● **Selected passage**

The negative price aside, oil markets around the world are seeing collapsing prices. Pakistan, as a net importer of oil and gas (the price of which is indexed to oil) stands to reap some gains in its import bill as a result of this, but it would be patently premature to find too much comfort in this fact. Oil prices are decreasing because activity in the advanced industrial economies has fallen to a historic low, and demand has dried up almost completely, while storage space around the world is full. Without demand, and without further storage, there is nowhere for the price to go but down. But along with the oil price, what is also likely to be connected to this downward spiral is Pakistan’s exports and remittances, since the former come largely from the advanced industrial economies of the European Union and the US, and the latter from the oil-rich kingdoms of the Gulf region. The overall context of the oil price declines is one that does not favour Pakistan in any way. The steep declines of today, much like the spiral of a decade ago, point to something profoundly broken in the oil markets in this age. Such deep dysfunction is connected to the extreme troubles of the economies that this market serves. What Pakistan should now steel itself for is a season of severe recession that is fast coming our way.

● **Required tasks**
a – According to the passage on oil prices and Pakistan, where do Pakistan's remittances largely come from?
b – Carry on the passage on oil prices and Pakistan, starting after its final sentence.

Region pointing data
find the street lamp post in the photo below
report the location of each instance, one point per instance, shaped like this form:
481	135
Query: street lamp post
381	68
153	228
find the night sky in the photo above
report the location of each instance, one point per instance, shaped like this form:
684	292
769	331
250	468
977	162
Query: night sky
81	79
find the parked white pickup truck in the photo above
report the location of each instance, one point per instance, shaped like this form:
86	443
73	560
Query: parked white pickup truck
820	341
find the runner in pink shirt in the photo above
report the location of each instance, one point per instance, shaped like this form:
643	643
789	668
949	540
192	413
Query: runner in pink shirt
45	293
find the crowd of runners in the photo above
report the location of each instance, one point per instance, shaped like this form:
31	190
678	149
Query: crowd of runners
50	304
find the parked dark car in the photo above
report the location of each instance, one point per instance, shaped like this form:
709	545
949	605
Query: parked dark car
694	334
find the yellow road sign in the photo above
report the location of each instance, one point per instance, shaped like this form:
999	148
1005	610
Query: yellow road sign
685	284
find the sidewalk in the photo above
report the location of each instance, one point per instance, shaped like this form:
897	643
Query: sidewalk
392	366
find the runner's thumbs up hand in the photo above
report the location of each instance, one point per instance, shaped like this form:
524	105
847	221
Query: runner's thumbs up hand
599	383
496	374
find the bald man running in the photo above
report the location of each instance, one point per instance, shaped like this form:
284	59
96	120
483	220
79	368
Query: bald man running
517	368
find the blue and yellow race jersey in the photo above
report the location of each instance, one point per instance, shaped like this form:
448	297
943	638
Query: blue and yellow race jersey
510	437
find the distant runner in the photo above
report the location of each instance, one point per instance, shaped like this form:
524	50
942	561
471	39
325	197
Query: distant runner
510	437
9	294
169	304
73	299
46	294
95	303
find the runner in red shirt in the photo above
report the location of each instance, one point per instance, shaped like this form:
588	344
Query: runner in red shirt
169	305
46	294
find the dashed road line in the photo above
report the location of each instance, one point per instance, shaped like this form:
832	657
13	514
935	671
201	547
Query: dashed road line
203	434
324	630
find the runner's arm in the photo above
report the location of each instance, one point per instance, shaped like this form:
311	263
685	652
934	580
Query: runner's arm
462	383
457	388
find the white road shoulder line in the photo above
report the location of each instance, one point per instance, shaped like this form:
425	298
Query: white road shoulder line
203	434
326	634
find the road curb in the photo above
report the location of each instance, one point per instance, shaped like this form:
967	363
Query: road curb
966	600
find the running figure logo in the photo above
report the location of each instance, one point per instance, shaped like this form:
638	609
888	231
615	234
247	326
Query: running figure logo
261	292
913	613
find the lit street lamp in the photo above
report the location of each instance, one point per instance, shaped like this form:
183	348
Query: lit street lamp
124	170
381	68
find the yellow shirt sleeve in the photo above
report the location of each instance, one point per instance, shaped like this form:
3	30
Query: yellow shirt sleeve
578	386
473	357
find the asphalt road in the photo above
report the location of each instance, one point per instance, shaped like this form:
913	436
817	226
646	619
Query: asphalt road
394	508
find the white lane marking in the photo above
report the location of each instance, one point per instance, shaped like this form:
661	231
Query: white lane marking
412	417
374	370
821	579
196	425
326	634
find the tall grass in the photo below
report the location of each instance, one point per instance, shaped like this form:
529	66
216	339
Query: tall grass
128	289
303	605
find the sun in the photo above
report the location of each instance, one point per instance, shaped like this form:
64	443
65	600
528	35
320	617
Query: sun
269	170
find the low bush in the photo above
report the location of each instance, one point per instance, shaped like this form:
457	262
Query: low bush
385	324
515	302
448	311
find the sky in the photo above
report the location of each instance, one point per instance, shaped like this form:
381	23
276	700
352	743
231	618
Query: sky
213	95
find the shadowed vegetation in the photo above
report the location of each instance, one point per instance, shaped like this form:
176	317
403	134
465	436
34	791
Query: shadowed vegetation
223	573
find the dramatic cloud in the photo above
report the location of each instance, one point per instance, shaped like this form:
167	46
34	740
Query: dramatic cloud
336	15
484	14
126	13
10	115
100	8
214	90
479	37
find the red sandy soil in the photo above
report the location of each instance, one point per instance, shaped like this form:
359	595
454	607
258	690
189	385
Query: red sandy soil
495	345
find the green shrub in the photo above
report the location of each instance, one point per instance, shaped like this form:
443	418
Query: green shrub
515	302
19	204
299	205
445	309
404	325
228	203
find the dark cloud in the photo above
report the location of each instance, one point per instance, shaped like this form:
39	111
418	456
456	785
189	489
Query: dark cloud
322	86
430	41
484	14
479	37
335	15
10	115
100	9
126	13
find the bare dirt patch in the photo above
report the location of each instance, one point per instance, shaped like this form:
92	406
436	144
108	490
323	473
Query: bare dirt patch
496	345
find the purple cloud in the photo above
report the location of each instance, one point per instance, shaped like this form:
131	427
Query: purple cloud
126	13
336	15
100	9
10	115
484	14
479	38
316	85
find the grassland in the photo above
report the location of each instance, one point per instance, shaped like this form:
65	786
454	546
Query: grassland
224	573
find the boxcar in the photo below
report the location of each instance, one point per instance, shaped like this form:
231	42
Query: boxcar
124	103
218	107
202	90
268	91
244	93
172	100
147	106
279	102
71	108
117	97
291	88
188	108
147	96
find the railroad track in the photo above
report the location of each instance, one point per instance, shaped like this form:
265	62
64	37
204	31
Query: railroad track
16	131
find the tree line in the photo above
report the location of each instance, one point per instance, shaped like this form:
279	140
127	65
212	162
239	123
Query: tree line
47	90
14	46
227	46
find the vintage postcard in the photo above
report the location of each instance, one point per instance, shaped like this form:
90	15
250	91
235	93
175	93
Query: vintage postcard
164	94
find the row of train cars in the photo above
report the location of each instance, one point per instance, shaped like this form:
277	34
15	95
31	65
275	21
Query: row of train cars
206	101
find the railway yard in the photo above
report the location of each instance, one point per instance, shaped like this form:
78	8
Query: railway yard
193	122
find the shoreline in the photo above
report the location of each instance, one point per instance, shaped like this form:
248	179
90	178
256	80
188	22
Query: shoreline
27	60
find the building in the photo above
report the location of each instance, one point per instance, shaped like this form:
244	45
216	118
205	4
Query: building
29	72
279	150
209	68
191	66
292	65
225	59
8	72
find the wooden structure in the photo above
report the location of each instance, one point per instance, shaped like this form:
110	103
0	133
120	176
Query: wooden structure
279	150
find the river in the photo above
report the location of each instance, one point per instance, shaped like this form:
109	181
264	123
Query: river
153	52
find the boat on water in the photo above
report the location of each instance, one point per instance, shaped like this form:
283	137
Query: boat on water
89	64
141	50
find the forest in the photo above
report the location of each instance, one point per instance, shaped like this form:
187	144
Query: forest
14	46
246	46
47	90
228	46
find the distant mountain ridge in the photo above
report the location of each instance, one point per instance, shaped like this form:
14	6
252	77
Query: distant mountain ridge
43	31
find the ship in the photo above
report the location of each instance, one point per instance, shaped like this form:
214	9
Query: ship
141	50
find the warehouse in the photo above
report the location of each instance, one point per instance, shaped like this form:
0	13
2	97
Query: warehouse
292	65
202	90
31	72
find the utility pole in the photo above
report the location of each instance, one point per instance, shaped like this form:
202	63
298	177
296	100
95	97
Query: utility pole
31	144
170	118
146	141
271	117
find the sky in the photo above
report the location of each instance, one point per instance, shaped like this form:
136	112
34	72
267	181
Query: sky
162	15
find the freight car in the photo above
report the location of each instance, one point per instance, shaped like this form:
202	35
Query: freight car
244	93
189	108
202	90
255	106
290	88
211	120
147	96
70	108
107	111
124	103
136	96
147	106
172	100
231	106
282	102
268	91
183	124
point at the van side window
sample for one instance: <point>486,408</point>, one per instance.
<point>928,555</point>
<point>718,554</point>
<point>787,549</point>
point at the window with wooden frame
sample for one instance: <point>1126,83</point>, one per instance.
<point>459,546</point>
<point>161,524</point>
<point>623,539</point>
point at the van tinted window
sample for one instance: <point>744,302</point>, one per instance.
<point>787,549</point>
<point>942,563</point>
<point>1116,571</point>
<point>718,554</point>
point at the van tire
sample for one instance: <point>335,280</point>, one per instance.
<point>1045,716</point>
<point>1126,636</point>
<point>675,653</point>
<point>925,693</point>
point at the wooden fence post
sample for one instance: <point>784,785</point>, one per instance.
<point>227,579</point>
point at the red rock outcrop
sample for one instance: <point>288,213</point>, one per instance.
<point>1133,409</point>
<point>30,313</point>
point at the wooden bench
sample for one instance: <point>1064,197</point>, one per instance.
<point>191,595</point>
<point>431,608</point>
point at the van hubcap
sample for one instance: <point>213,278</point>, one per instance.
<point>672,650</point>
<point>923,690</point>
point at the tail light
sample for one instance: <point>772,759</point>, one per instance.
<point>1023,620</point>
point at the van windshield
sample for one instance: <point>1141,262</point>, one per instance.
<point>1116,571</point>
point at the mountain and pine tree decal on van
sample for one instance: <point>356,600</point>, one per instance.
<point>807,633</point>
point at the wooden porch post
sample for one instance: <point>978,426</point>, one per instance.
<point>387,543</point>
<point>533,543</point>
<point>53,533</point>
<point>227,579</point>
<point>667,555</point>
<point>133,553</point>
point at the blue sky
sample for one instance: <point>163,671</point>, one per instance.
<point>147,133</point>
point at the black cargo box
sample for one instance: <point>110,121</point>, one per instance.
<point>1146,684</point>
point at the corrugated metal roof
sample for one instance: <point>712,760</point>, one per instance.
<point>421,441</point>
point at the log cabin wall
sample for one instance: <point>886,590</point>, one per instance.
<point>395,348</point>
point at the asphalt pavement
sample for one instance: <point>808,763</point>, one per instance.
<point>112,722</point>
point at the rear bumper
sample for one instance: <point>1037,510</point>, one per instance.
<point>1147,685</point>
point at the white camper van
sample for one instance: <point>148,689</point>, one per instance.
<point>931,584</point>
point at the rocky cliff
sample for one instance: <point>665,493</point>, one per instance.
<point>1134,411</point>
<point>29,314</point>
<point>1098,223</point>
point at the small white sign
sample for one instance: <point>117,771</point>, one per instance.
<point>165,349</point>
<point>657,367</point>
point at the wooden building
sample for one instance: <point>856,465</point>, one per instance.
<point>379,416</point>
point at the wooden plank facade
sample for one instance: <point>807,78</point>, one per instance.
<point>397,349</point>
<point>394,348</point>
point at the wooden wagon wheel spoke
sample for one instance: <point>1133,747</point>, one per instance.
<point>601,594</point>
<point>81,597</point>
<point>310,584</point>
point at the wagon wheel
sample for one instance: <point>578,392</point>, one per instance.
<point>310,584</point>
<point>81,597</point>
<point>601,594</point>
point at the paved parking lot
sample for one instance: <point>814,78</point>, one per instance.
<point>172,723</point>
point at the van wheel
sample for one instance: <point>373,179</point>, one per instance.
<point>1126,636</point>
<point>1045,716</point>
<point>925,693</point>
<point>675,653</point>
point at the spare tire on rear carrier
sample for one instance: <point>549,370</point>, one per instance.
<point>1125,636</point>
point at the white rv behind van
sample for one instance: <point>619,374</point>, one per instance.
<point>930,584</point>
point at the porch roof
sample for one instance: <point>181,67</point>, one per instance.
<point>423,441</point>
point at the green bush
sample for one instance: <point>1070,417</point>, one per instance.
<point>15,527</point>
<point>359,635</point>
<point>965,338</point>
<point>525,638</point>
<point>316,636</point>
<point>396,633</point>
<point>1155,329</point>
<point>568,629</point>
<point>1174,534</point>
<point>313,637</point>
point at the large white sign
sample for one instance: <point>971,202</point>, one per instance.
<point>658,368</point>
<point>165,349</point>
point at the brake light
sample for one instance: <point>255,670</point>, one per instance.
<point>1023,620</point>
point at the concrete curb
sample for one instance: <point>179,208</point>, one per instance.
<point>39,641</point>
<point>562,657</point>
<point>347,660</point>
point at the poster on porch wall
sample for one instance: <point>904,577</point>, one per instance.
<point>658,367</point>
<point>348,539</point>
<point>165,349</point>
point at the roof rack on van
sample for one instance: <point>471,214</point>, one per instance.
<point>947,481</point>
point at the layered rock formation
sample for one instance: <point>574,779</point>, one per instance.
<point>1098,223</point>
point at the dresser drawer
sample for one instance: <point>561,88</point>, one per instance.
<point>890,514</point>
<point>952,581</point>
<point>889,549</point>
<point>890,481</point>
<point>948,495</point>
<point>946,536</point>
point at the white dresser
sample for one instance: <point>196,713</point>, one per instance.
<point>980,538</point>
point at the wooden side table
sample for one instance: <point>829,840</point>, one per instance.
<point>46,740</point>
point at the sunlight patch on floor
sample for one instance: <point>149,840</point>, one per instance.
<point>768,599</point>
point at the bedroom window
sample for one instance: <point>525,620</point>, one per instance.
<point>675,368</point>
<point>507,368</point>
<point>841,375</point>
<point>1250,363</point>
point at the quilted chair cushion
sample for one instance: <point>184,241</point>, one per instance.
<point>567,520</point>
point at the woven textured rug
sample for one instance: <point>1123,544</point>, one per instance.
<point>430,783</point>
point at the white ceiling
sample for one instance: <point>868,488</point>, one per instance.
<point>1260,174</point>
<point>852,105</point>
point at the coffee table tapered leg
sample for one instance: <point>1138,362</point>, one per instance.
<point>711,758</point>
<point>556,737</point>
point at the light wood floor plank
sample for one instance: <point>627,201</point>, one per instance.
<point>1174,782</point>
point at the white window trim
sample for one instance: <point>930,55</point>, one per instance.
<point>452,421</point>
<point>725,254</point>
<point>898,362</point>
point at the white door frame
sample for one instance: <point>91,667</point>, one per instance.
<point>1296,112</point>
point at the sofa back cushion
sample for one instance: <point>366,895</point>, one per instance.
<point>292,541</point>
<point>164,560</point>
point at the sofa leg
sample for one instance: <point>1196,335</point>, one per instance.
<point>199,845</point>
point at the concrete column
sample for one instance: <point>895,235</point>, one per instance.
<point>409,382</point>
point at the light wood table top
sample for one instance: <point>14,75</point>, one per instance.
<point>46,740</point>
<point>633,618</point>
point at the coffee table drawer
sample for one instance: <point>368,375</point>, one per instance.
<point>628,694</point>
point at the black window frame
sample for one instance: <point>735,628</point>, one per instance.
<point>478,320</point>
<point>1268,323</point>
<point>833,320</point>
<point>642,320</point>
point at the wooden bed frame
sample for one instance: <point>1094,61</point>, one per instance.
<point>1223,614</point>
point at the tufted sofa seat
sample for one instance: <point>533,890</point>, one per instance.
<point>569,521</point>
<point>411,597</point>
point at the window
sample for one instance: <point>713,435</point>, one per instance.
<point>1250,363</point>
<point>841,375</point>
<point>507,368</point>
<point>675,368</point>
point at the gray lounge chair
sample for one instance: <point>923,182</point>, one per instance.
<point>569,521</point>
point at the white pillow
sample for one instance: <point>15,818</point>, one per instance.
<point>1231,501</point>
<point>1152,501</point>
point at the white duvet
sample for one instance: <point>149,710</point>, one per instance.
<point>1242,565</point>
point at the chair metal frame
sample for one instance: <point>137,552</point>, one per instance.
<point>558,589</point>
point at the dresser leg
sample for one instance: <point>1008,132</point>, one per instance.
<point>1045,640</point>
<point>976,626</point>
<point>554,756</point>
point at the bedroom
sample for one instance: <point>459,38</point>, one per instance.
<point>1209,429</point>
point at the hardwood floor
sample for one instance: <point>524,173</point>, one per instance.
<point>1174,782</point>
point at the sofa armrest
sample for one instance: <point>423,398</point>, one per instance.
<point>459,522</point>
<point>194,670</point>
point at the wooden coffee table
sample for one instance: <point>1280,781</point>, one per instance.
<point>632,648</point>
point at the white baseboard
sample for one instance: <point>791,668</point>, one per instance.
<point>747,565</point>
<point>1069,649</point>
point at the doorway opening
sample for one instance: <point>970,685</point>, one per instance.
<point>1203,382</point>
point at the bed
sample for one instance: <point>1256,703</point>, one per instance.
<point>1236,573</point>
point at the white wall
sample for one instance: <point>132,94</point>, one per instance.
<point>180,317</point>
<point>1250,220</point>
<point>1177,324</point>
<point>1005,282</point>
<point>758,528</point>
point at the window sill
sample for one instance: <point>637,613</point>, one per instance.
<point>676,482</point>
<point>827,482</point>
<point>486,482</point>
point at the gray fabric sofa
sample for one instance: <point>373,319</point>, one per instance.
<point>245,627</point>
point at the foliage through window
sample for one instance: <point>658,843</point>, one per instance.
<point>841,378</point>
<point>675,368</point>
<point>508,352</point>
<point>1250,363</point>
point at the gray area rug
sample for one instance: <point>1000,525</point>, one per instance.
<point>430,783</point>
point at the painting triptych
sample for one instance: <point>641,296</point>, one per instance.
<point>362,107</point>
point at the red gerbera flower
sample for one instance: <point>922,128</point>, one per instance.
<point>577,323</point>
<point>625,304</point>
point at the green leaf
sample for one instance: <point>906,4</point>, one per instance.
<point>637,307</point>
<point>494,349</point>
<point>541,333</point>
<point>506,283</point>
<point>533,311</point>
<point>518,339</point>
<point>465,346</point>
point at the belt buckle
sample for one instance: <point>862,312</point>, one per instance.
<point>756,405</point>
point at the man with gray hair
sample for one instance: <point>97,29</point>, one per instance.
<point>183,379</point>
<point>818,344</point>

● **Answers for the exercise**
a – The oil-rich kingdoms of the Gulf region.

b –
Cops infected by virus
THE police are, quite literally, on the front line of the battle against the coronavirus. Now the risks inherent in that role are becoming evident. It emerged on Monday that at least 15 policemen in Karachi, mainly constables or head constables, have tested positive for Covid-19. Of them, only one case was detected in March while the rest have been confirmed within the last 20 days. Tests carried out on the infected cops’ family members and colleagues indicate onward local transmission. Among 22 relatives of one of these policemen, eight have tested positive. A colleague of another infected cop has also come down with the virus. Results of further tests are awaited even as all the affected policemen have been sent to isolation wards in various city hospitals.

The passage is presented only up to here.